- **Exercise input**

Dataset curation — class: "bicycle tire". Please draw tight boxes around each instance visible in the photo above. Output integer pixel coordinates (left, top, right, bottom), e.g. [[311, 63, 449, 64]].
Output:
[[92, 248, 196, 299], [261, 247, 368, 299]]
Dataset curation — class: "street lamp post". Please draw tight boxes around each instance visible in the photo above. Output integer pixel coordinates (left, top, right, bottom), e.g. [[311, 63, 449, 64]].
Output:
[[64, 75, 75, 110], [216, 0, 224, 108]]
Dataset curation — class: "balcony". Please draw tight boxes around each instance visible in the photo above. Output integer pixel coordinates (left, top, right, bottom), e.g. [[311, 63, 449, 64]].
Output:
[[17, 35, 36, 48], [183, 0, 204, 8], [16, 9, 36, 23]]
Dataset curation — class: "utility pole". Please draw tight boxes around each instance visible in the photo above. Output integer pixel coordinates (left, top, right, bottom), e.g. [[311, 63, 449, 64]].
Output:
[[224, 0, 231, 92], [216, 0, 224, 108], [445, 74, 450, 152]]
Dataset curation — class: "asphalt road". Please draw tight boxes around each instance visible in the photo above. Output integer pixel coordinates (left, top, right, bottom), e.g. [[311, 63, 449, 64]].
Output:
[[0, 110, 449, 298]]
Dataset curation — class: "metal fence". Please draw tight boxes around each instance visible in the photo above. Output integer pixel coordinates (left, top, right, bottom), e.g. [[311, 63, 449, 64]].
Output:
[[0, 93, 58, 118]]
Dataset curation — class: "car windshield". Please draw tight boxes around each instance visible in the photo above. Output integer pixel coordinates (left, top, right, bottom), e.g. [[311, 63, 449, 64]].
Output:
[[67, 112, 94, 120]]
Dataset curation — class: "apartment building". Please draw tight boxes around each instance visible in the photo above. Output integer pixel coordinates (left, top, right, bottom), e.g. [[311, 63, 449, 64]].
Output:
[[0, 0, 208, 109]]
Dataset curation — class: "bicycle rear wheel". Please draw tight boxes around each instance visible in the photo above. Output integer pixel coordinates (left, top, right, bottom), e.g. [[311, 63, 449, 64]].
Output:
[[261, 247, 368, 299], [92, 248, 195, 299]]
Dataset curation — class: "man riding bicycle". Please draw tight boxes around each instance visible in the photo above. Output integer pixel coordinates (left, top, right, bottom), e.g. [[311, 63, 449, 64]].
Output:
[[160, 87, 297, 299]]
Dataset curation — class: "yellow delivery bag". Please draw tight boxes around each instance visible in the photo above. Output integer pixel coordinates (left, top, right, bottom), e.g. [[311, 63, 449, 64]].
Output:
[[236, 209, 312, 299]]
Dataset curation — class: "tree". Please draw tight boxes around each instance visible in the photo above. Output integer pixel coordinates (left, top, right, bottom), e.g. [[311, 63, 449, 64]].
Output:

- **Work instructions**
Locate every line in the records above that contains the string "bicycle" with matching case, and copy each of those lines in full.

- **Result of the exercise**
Dataset curation — class: "bicycle tire". Please draw tight boxes around each instance visible in the photo above. Output integer pixel coordinates (left, top, right, bottom), e.g. [[311, 63, 449, 64]].
Dataset curation — class: "bicycle rear wheel". Please draw tight boxes around each instance visible in the photo above. Output integer pixel coordinates (left, top, right, bottom), e.g. [[311, 63, 449, 64]].
Dataset curation — class: "man riding bicycle". Please draw tight boxes around each instance visible in the photo above. Output integer pixel coordinates (left, top, right, bottom), e.g. [[311, 63, 449, 64]].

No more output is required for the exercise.